=== Assignment ===
Set down all of the data exactly as it appears.

Records from a data collection
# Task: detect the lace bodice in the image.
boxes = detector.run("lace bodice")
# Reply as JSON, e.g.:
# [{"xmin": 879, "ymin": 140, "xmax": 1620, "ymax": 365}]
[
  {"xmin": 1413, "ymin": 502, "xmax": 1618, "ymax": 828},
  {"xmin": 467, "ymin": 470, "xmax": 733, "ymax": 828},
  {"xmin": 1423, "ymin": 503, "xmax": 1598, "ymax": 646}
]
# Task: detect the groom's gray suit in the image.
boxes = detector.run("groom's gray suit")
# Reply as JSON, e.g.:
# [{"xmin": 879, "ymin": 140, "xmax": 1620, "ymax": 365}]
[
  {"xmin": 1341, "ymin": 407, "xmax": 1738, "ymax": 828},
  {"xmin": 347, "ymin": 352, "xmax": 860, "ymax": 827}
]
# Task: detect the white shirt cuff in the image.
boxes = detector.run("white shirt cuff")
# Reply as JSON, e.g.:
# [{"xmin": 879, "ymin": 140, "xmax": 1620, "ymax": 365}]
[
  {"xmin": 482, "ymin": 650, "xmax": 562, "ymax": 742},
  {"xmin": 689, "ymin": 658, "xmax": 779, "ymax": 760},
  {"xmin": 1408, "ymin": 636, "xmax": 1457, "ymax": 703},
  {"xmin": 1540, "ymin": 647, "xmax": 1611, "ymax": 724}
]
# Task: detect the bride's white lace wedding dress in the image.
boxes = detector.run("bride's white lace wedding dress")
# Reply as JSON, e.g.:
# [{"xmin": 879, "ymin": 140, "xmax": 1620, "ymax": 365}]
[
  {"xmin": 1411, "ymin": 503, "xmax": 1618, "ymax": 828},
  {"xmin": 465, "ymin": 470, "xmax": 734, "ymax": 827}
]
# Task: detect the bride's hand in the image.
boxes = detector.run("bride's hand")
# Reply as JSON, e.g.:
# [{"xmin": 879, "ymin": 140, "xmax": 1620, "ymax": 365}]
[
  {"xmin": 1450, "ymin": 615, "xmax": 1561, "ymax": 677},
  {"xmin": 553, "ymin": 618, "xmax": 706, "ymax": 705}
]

=== Solution ===
# Task: detect the lace bodice in the image.
boxes = detector.run("lace bodice")
# Reply as JSON, e.g.:
# [{"xmin": 879, "ymin": 140, "xmax": 1620, "ymax": 365}]
[
  {"xmin": 1413, "ymin": 502, "xmax": 1618, "ymax": 828},
  {"xmin": 467, "ymin": 470, "xmax": 733, "ymax": 828},
  {"xmin": 1423, "ymin": 503, "xmax": 1598, "ymax": 646}
]
# Task: detect the groom's gray suit in the image.
boxes = detector.run("groom's gray suit")
# Reply as JSON, e.g.:
# [{"xmin": 879, "ymin": 140, "xmax": 1620, "ymax": 365}]
[
  {"xmin": 1341, "ymin": 407, "xmax": 1738, "ymax": 828},
  {"xmin": 347, "ymin": 352, "xmax": 860, "ymax": 827}
]
# Task: detect the white shirt cuff in the image.
boxes = detector.run("white shirt cuff")
# Reply as JSON, e.g.:
# [{"xmin": 879, "ymin": 140, "xmax": 1620, "ymax": 365}]
[
  {"xmin": 482, "ymin": 650, "xmax": 562, "ymax": 742},
  {"xmin": 689, "ymin": 658, "xmax": 779, "ymax": 760},
  {"xmin": 1408, "ymin": 636, "xmax": 1457, "ymax": 703},
  {"xmin": 1540, "ymin": 647, "xmax": 1611, "ymax": 724}
]
# Task: detect the bride's white lace wedding dress in the image.
boxes = detector.run("bride's white lace wedding dress")
# Reply as JSON, e.g.:
# [{"xmin": 879, "ymin": 140, "xmax": 1620, "ymax": 365}]
[
  {"xmin": 1411, "ymin": 503, "xmax": 1618, "ymax": 828},
  {"xmin": 465, "ymin": 470, "xmax": 734, "ymax": 827}
]
# Task: detect the bride's hand in the image.
boxes = detector.run("bride's hand")
# Reply as JSON, e.g.:
# [{"xmin": 879, "ymin": 140, "xmax": 1620, "ymax": 365}]
[
  {"xmin": 1450, "ymin": 615, "xmax": 1561, "ymax": 677},
  {"xmin": 553, "ymin": 618, "xmax": 706, "ymax": 705}
]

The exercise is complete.